* [What to work on]: Repeat the listing that follows exactly, please.

* [Data to process]:
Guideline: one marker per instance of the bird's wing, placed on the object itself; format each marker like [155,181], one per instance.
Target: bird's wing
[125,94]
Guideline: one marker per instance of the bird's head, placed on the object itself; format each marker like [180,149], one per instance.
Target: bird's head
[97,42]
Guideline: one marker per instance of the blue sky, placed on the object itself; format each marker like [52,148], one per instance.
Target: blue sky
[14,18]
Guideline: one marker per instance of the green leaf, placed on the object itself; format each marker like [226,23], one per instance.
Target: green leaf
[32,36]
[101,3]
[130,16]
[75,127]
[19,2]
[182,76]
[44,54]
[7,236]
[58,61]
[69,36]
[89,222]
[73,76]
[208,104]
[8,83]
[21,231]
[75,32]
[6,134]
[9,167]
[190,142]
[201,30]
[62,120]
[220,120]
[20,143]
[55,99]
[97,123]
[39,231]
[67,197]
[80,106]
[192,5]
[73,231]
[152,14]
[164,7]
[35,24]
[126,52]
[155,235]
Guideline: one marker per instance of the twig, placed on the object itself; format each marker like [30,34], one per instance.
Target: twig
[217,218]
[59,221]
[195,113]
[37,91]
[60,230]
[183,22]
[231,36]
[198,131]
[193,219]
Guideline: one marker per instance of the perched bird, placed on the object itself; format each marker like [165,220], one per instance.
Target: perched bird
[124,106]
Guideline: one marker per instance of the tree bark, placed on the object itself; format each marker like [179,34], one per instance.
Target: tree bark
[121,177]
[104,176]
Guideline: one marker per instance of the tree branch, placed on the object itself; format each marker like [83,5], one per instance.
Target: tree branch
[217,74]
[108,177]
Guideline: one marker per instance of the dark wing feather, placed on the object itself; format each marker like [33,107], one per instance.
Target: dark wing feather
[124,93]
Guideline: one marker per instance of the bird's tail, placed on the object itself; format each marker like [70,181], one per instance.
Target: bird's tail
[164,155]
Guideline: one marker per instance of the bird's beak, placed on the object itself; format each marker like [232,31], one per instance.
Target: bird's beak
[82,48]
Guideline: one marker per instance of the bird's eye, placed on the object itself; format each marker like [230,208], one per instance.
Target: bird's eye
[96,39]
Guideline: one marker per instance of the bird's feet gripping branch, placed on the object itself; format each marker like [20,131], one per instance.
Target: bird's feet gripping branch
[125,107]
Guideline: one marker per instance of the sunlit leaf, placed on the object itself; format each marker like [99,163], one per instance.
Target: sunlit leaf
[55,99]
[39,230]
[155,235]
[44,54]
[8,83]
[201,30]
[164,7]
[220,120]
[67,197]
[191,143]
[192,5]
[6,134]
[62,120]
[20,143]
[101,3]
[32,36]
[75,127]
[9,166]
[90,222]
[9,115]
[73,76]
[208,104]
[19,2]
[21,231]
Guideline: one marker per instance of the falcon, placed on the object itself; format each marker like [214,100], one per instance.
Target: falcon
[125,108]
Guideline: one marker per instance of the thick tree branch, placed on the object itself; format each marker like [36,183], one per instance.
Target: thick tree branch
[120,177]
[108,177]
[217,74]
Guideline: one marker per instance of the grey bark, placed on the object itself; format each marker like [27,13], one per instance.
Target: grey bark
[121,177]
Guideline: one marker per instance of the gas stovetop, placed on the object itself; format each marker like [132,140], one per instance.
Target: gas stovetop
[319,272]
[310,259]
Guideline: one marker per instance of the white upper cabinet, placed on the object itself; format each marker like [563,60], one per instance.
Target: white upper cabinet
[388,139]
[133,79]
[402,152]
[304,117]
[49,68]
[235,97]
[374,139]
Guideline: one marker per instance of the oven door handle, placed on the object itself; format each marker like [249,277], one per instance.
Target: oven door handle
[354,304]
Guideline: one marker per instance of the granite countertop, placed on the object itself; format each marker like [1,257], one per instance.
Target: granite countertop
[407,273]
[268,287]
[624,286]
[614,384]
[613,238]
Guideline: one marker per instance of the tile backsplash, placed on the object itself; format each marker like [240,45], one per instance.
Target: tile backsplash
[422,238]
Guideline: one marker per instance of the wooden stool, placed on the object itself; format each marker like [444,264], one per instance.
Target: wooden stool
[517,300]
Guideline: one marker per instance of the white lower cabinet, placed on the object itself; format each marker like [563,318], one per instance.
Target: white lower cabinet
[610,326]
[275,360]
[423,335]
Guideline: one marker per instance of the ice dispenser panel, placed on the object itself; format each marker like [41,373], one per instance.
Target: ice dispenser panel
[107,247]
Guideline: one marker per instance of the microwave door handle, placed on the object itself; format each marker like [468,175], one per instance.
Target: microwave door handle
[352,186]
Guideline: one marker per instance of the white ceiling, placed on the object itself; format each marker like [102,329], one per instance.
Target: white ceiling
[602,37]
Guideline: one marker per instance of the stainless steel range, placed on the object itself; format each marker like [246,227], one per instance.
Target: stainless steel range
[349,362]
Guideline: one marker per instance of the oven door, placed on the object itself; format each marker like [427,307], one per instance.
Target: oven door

* [Response]:
Guideline: one marker per instance of the bird's wing, placed on the object itself; format each marker like [155,181], one per instance.
Target: bird's wing
[125,94]
Guideline: one marker per instance of the bird's head, placed on the object itself; format each marker like [180,149], one per instance.
Target: bird's head
[97,42]
Guideline: one marker per instance of the blue sky, placed on the object itself; format each marker like [52,148], one per instance.
Target: blue sky
[14,18]
Guideline: one marker per instance of the green leaf, placed on the object itself; format each marker like [226,23], one per instance.
Target: green leaf
[32,36]
[101,3]
[130,16]
[75,127]
[19,2]
[182,76]
[44,54]
[7,236]
[58,61]
[69,36]
[89,222]
[73,76]
[208,104]
[8,83]
[21,231]
[75,32]
[6,134]
[9,167]
[190,142]
[201,30]
[62,120]
[220,120]
[20,143]
[55,99]
[97,123]
[39,231]
[67,197]
[80,106]
[192,5]
[73,231]
[152,14]
[164,7]
[35,24]
[126,52]
[155,235]
Guideline: one marker per instance of the twig, placed on the object itself; format each marker like [30,34], one per instance.
Target: twig
[217,218]
[59,221]
[195,113]
[37,91]
[60,230]
[183,22]
[231,36]
[198,131]
[193,219]
Guideline: one marker per instance of the perched bird, placed on the object itself; format each marker like [165,220], one per instance.
Target: perched bird
[124,106]
Guideline: one marker per instance of the tree bark, placed on the object itself; format each marker like [179,34], one per instance.
Target: tree bark
[121,177]
[104,176]
Guideline: one marker per instance of the tree branch, placed on the object itself; format each marker like [83,5], one per instance.
Target: tree branch
[217,74]
[108,177]
Guideline: one marker per instance of the dark wing feather, placed on the object itself; format each marker like [33,107], one per instance.
Target: dark wing feather
[124,93]
Guideline: one marker per instance of the bird's tail, placed on the object itself; format each marker like [70,181], one per instance.
Target: bird's tail
[164,155]
Guideline: one marker per instance of the bird's beak, placed on the object itself; format each marker like [232,31], one per instance.
Target: bird's beak
[82,48]
Guideline: one marker per instance of the bird's eye, placed on the object itself; format each marker like [230,208], one per instance.
Target: bird's eye
[96,39]
Guideline: one marker per instance of the bird's feet gripping branch, placed on the object itself; format each marker like [20,131], one per instance.
Target: bird's feet gripping branch
[125,107]
Guideline: one marker per instance of the sunlit leaf, placed on the object itself; format each marker like [99,163], one per instance.
Target: sunlit leaf
[55,99]
[39,230]
[155,235]
[44,54]
[8,83]
[201,30]
[164,7]
[220,120]
[67,197]
[191,143]
[192,5]
[6,134]
[62,120]
[20,143]
[101,3]
[32,36]
[75,127]
[9,166]
[90,222]
[9,115]
[73,76]
[208,104]
[19,2]
[21,231]
Guideline: one marker per instance of the falcon, placed on the object itself; format each marker like [214,100], one per instance.
Target: falcon
[125,108]
Guideline: one marker per instance of the thick tree branch, placed on the object itself; format each marker like [36,183], one per instance.
Target: thick tree branch
[120,177]
[108,177]
[217,74]
Guideline: one marker per instance of the grey bark, placed on the object itself; format each marker like [27,13], one per instance.
Target: grey bark
[121,177]
Guideline: one marker per instance of the gas stovetop, placed on the object itself; format each marker like [132,140], one per instance.
Target: gas stovetop
[319,272]
[310,259]
Guideline: one marker per instance of the white upper cabinet, placed on the object itself; format each marker like [563,60], one per instance.
Target: white upper cabinet
[388,139]
[133,79]
[402,152]
[304,117]
[49,68]
[235,97]
[374,139]
Guideline: one marker per instance of the oven door handle, placed on the object itself; format each marker like [249,277], one per instance.
Target: oven door handle
[354,304]
Guideline: one marker per instance of the granite countertop, placed on the object itself; format each marker like [1,257], one per instance.
Target: granite countertop
[407,273]
[268,287]
[624,286]
[614,384]
[613,238]
Guideline: one marker per instance of the tile backsplash, placed on the object itself; format each marker like [240,45], one per instance.
Target: tile backsplash
[422,238]
Guideline: one marker per instance of the wooden stool, placed on the object itself; format each marker like [444,264], one per instance.
Target: wooden stool
[517,300]
Guideline: one marker per instance of the white lower cabinet, placed on the object itself; format each marker like [563,318], one per instance.
Target: white lower cabinet
[610,326]
[275,360]
[423,335]
Guideline: one marker per instance of the ice dispenser panel, placed on the object itself; format each marker like [41,373], one per instance.
Target: ice dispenser panel
[107,247]
Guideline: one marker per instance of the microwave door handle, placed on the object itself; format each marker like [468,175], one per instance.
Target: microwave door handle
[352,186]
Guideline: one marker per instance of the white ceiling, placed on the object itself; format each marker like [102,329], one per instance.
Target: white ceiling
[602,37]
Guideline: one marker per instance of the stainless steel range, placed on the object itself; format each marker like [246,227], one per instance.
Target: stainless steel range
[349,362]
Guideline: one marker per instance of the oven door, placed on the object itself; format each marker like [427,307], one per instance.
Target: oven door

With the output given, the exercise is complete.